● **What is being asked**
Turn the listing below into a two-column CSV with the headers instruction and coordinates, giving one row per entry that covers every entry, and wrap each field in double quotes with any line breaks replaced by spaces. Leave the pictures out.
** Begin Stored data **
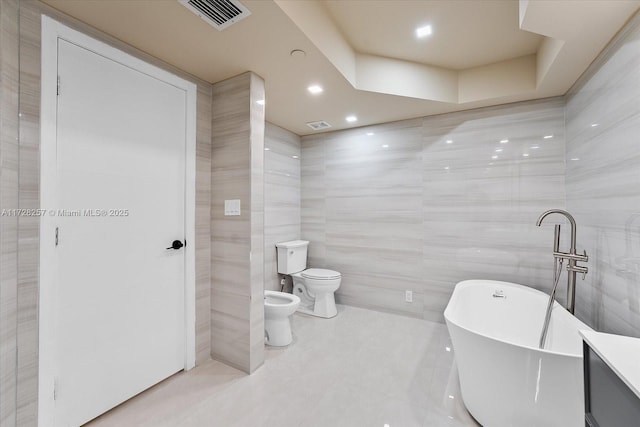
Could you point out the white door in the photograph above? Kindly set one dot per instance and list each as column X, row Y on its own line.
column 120, row 308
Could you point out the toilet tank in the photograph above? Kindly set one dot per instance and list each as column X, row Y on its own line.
column 292, row 256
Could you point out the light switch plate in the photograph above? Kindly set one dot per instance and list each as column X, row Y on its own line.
column 232, row 207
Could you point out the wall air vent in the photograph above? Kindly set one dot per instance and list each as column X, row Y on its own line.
column 220, row 14
column 319, row 125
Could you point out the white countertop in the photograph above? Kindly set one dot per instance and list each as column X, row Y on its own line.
column 621, row 353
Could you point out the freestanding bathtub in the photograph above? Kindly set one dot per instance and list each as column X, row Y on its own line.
column 505, row 379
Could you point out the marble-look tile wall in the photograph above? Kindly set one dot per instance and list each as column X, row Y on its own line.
column 9, row 187
column 27, row 245
column 281, row 197
column 603, row 184
column 237, row 244
column 422, row 204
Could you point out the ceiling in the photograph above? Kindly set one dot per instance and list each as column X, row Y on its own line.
column 365, row 54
** End Stored data **
● **The answer**
instruction,coordinates
"Could you point out the white door in the photograph above? Kindly set one dot per instance and list each as column X, row Y on its own line.","column 120, row 308"
"Could you point out the toilet tank in the photograph above? Kindly set one dot per instance and list each as column X, row Y on its own line.","column 292, row 256"
"Could you point out the light switch plate in the photograph above? Kindly set one dot per instance and list each as column X, row Y on its own line.","column 232, row 207"
"Could you point out the wall air vent in the photograph above? Kindly set one dot per instance and list each as column X, row Y on its own line.","column 220, row 14 column 319, row 125"
"Could you point out the white countertop in the photograph above? Kindly set one dot per instance and list each as column X, row Y on its own line.","column 621, row 353"
"Could you point out the freestanding bathtub in the photograph above? Kindly set one dot per instance and list each as column X, row Y on its own line.","column 505, row 379"
"Could you point out the marble-look tile wall in the photograph above? Kindly set one dot per instance and list each as column X, row Y on its own line.","column 9, row 187 column 27, row 245 column 281, row 197 column 603, row 184 column 237, row 244 column 422, row 204"
"Could you point out the ceiling in the photograph above? Kindly set one dot per instance and list each as column X, row Y on its own line.","column 365, row 54"